• **Alıştırma Verileri**
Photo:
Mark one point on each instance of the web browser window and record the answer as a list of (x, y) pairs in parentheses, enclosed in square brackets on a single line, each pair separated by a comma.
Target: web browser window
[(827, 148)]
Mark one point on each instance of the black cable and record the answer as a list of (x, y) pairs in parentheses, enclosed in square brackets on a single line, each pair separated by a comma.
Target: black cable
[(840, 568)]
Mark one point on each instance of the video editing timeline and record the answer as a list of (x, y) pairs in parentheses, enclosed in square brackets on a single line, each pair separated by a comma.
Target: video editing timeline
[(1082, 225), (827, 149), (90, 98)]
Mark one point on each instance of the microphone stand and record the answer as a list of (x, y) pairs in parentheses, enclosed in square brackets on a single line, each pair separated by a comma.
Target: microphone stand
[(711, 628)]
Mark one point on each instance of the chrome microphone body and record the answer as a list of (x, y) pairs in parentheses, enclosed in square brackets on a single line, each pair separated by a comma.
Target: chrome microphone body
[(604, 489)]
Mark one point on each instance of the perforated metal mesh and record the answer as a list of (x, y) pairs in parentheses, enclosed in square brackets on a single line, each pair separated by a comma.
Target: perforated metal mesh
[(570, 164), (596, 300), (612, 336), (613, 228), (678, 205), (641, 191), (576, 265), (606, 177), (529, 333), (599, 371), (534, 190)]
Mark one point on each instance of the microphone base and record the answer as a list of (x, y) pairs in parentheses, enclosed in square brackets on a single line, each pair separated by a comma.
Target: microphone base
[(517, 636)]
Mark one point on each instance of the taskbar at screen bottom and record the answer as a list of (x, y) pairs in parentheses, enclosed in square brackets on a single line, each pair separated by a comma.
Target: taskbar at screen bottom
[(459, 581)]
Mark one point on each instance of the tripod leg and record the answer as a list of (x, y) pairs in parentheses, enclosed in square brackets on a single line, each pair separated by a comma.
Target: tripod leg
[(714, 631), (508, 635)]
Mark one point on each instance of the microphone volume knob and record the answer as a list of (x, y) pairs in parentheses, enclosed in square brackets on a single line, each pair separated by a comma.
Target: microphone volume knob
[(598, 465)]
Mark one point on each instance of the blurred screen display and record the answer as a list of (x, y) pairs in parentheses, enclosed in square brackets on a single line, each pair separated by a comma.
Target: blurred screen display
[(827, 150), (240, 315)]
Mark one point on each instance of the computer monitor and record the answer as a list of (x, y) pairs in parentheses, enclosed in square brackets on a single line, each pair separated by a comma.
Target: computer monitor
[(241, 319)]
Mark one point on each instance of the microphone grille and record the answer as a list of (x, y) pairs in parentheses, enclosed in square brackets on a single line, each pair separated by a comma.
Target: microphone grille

• **Yapılacak Görev**
Yukarıdaki verinin tüm satırlarını yeniden yaz; "black cable" geçen her yerde onu "gray cable" ile değiştir, geri kalan hiçbir şeye dokunma.

• **Sonuç**
Photo:
Mark one point on each instance of the web browser window and record the answer as a list of (x, y) pairs in parentheses, enclosed in square brackets on a single line, each pair separated by a comma.
Target: web browser window
[(827, 148)]
Mark one point on each instance of the gray cable and record the answer as a list of (x, y) pairs in parentheses, enclosed in square brackets on a single line, each pair separated by a comma.
Target: gray cable
[(840, 568)]
Mark one point on each instance of the video editing timeline and record the answer as a list of (x, y) pairs in parentheses, enclosed in square brackets on a single line, each pair separated by a comma.
Target: video editing timeline
[(1082, 225), (827, 149), (90, 98)]
Mark one point on each instance of the microphone stand and record the answer as a list of (x, y) pairs in parentheses, enclosed in square brackets on a single line, each pair separated by a comma.
Target: microphone stand
[(711, 628)]
Mark one point on each instance of the chrome microphone body and record the answer as a list of (x, y) pairs in parentheses, enclosed in square brackets on a single line, each pair separated by a comma.
Target: chrome microphone body
[(604, 489)]
Mark one point on each instance of the perforated metal mesh and record the answer as a list of (x, y) pairs in parentheses, enclosed in square brackets on a single line, each pair separated by a comma.
Target: perforated metal mesh
[(570, 164), (596, 300), (612, 336), (613, 228), (678, 205), (641, 191), (576, 265), (606, 177), (529, 333), (599, 371), (534, 190)]
Mark one point on each instance of the microphone base and record the answer as a list of (x, y) pairs in parentheses, enclosed in square brackets on a single line, each pair separated by a comma.
Target: microphone base
[(517, 636)]
Mark one point on each instance of the taskbar at screen bottom and record the answer as a list of (x, y) pairs in parentheses, enclosed in square brackets on a single line, each pair separated by a comma.
Target: taskbar at screen bottom
[(459, 581)]
Mark one point on each instance of the tripod leg and record the answer as a list of (x, y) pairs in parentheses, enclosed in square brackets on a single line, each pair separated by a comma.
Target: tripod leg
[(714, 631), (508, 635)]
Mark one point on each instance of the microphone volume knob and record the answer as a list of (x, y) pairs in parentheses, enclosed in square brackets on a single line, each pair separated by a comma.
Target: microphone volume knob
[(598, 465)]
Mark one point on each instance of the blurred screen display and record the answer as a list of (x, y) pairs in parentheses, enclosed in square brackets on a single line, each pair separated by a comma.
Target: blurred screen display
[(827, 150), (240, 315)]
Mark one point on each instance of the computer monitor and record the answer as a list of (x, y) pairs in parentheses, enclosed in square brackets on a single line, each pair separated by a comma.
Target: computer monitor
[(241, 319)]
Mark one point on each instance of the microphone grille and record the answer as a list of (x, y) pairs in parentheses, enclosed in square brackets on a single line, each pair separated by a comma.
Target: microphone grille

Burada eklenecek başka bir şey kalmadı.